■ TASKS AND EXERCISES ■
- a) For the forum thread below on a long ResponseContinuation, say whether each statement agrees with it: (i) the thread was created in October 2015; (ii) the second query was run on a different collection from the first; (iii) the second query's ResponseContinuation is 7755 bytes long. Answer each with yes or no and quote the deciding words.
- b) Extend the forum thread below on the long ResponseContinuation, picking up after its final sentence.

··· TEXT PASSAGE ···

Azure-cosmos-dotnet-v2: very long ResponseContinuation on certain query

Created on 13 Oct 2015 · 25Comments · Source: Azure/azure-cosmos-dotnet-v2

If I run this query
SELECT * FROM c WHERE c.ObjectType="Document"
I get a
ResponseContinuation = "+RID:16gQALRRBgM-AAAAAAAAAA==#RT:1"

if I run the following query (on the same collection)
SELECT * FROM c WHERE c.CustomerAreaId = "1"
the ResponseContinuation is 7755 bytes long

ResponseContinuation = "+RID:16gQALRRBgPrggsAAAAAAA==#RT:1#FPC:AgEuPC6KBu8CAPDd9/3e9/f9//f3+3v1/v7/+//v9/e/f3//fn+rRsDf7//ff/W9///96Pt9b/u+f3///v/f7//7+//3/t/vv3///v/+//3v3/v+///Bfb/f37+///++/77fu7uv3e+3vW/+//+/v+2+//vf//7/t/b97/9v2/v+9/v79/f7/f7v7zvt/f37/d9/v/v9ff+/3+v+/vf3//f7/...

Is this ResponseContinuation correct or should it just look like that in the first example.

··· RECORD EXTRACTS ···

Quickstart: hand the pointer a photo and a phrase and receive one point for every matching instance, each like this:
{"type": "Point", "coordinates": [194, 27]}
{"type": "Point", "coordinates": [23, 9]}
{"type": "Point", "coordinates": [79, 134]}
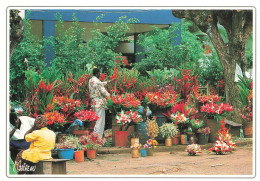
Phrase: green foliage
{"type": "Point", "coordinates": [168, 130]}
{"type": "Point", "coordinates": [158, 46]}
{"type": "Point", "coordinates": [102, 53]}
{"type": "Point", "coordinates": [190, 51]}
{"type": "Point", "coordinates": [70, 51]}
{"type": "Point", "coordinates": [30, 48]}
{"type": "Point", "coordinates": [164, 76]}
{"type": "Point", "coordinates": [245, 87]}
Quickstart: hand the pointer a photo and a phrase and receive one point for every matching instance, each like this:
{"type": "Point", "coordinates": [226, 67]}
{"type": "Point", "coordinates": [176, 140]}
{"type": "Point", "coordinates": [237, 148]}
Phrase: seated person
{"type": "Point", "coordinates": [17, 129]}
{"type": "Point", "coordinates": [42, 142]}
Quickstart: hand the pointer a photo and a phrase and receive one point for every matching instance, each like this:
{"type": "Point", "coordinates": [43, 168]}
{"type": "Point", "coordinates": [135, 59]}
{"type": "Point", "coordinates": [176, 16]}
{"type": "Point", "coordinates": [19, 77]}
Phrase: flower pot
{"type": "Point", "coordinates": [183, 139]}
{"type": "Point", "coordinates": [121, 138]}
{"type": "Point", "coordinates": [65, 153]}
{"type": "Point", "coordinates": [91, 154]}
{"type": "Point", "coordinates": [150, 152]}
{"type": "Point", "coordinates": [79, 156]}
{"type": "Point", "coordinates": [168, 141]}
{"type": "Point", "coordinates": [203, 139]}
{"type": "Point", "coordinates": [134, 141]}
{"type": "Point", "coordinates": [80, 133]}
{"type": "Point", "coordinates": [176, 140]}
{"type": "Point", "coordinates": [141, 129]}
{"type": "Point", "coordinates": [135, 153]}
{"type": "Point", "coordinates": [248, 130]}
{"type": "Point", "coordinates": [143, 153]}
{"type": "Point", "coordinates": [160, 119]}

···

■ RESULTS FOR THE EXERCISE ■
- a)
(i) Yes: "Created on 13 Oct 2015"
(ii) No: "(on the same collection)"
(iii) Yes: "the ResponseContinuation is 7755 bytes long"

- b)
If I edit it to remove everything after the #RT:1 it appears to work but it is very difficult to be sure with the amount of data in the collection. If the ResponseContinuation is correct I will have to re-engineer my paging mechanism in my web site as this is far too much data to transfer

Source

Geetarman

Most helpful comment

Good luck. I think the term Continuation Token is a misnomer in this case - it is Continuation Data!

Geetarman on 15 Feb 2017

👍2 😄1

All 25 comments

The continuation token helps avoid redundant work in the future roundtrips. We persist information in this token so we know exactly where to resume without needing to repeat any work again in the future round trips. Overall, this significantly reduces RUs cumulative across the query roundtrips.

May I ask, what’s the concern about 7KB. It is within the supported boundary for HTTP headers.

ghost on 13 Oct 2015

Just that I am building a highly scalable website and I want to minimize the amount of data transferred. The request continuation is being transferred in the url as I assumed it was always small.. that was obviously a mistaken assumption on my part.

Geetarman on 13 Oct 2015

Fair enough. Perhaps there is something you can do to keep the token on your server in a session token perhaps instead of round-tripping it to the client? But yes, if you need to send this to the client, then not putting it in the URL would be best.

ghost on 13 Oct 2015

How big could that continuation token get.
Knowing that might help me decide the best solution. I might decide to store it in an unindexed collection.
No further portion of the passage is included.